That means Rindahl considers estate planning, long-term care insurance, cash flows and other important steps on the road to retirement.
“Right now, when things are topsy-turvy with the markets and knowing where to go, people do want to sit down and talk to somebody and get some sort of clear direction,” Rindahl said.
A Regulatory All-Clear
One reason consumers are better informed is the Department of Labor fiduciary rule.
Although a federal Court of Appeals tossed the rule out last summer, it got enough publicity over the previous three years to make an impression on clients and prospects, Rindahl said.
“We get more clients coming in saying ‘Are you a fiduciary?’ and ‘What does that even mean?’” he said. “So from that aspect, that really helps to have the conversation with current clients and prospects on what does being a fiduciary really mean.”
The fiduciary rule drama, which began when the Obama administration introduced the rule in April 2015, is partly to blame for putting a chill on rollover business.
Many advisories pulled back and reassessed their procedures for documenting and disclosing information to clients. New procedures and checklists were developed at Rindahl’s firm, but he remains comfortable doing rollover business.
Annuities, in particular, were affected by the regulatory spotlight, Iqbal said. The use of qualified money for variable annuities dropped substantially. Overall, LIMRA reports that 60 percent of annuities are bought with IRA rollover dollars.
Then Donald J. Trump was elected president and momentum turned against the DOL rule. Although parts of the rule took effect, the administration and industry groups kept chipping away at it until the Fifth Circuit Court of Appeals tossed out the rule in March 2018.

**DATASET SECTION**:
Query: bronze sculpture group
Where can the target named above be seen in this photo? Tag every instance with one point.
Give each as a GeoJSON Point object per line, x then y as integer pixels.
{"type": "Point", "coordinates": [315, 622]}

**WRITTEN REQUEST**: Repeat the passage on the fiduciary rule word for word, beginning with the words "Although a federal" and stopping after "on rollover business.".

**RESPONSE TO THE TASK**:
Although a federal Court of Appeals tossed the rule out last summer, it got enough publicity over the previous three years to make an impression on clients and prospects, Rindahl said.
“We get more clients coming in saying ‘Are you a fiduciary?’ and ‘What does that even mean?’” he said. “So from that aspect, that really helps to have the conversation with current clients and prospects on what does being a fiduciary really mean.”
The fiduciary rule drama, which began when the Obama administration introduced the rule in April 2015, is partly to blame for putting a chill on rollover business.